## Task material
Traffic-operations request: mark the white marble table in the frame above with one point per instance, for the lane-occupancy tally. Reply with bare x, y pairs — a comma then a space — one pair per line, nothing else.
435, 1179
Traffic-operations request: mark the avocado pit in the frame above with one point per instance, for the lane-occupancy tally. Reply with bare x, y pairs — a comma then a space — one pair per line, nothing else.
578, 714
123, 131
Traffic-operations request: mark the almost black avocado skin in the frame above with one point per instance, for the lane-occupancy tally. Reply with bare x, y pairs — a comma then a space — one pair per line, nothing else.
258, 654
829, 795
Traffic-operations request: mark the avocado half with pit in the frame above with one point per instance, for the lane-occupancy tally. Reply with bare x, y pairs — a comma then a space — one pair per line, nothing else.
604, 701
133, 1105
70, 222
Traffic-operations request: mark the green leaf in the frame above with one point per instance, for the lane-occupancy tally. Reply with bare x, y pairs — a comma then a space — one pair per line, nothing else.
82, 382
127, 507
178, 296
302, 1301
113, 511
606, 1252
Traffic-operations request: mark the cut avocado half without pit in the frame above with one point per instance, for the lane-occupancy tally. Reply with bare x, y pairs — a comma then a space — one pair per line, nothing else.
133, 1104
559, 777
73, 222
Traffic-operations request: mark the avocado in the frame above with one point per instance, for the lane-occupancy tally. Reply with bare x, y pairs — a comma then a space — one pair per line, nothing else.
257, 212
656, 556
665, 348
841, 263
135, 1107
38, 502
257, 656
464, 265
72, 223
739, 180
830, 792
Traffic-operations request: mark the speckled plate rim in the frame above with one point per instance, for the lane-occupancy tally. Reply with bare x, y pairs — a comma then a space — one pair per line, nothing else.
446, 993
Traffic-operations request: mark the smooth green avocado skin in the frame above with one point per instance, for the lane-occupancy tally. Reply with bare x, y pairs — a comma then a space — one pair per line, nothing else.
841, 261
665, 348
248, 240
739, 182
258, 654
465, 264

## Your goal
Add 130 to every coordinate in the point answers, then write out again everything from the line containing "Traffic-operations request: mark the avocado in" through the end of the material, including the request lines unchanged.

## Solved problem
Traffic-operations request: mark the avocado in the frame above with one point per instance, for the lane-occupancy tally. Reply with bare x, y pairs — a comma then a space — one pair per line, nothing else.
387, 342
786, 686
795, 478
971, 393
265, 1237
168, 632
387, 786
594, 395
202, 353
869, 310
960, 922
Traffic-operations request: mark the speckled plate rim in the frame above with one point per instance, for the lane-occupancy tally. Reply with bare x, y pairs — a comma then a space — one pair per line, nothing else.
576, 1123
Traffic-operations request: mark the smooth green avocado skin in the frame above with one point per instance, for the lane-occupancy tally. Reply with bare x, y pairs — a comma then a space — one pair per line, nothing else.
971, 391
795, 478
378, 370
869, 312
388, 784
595, 394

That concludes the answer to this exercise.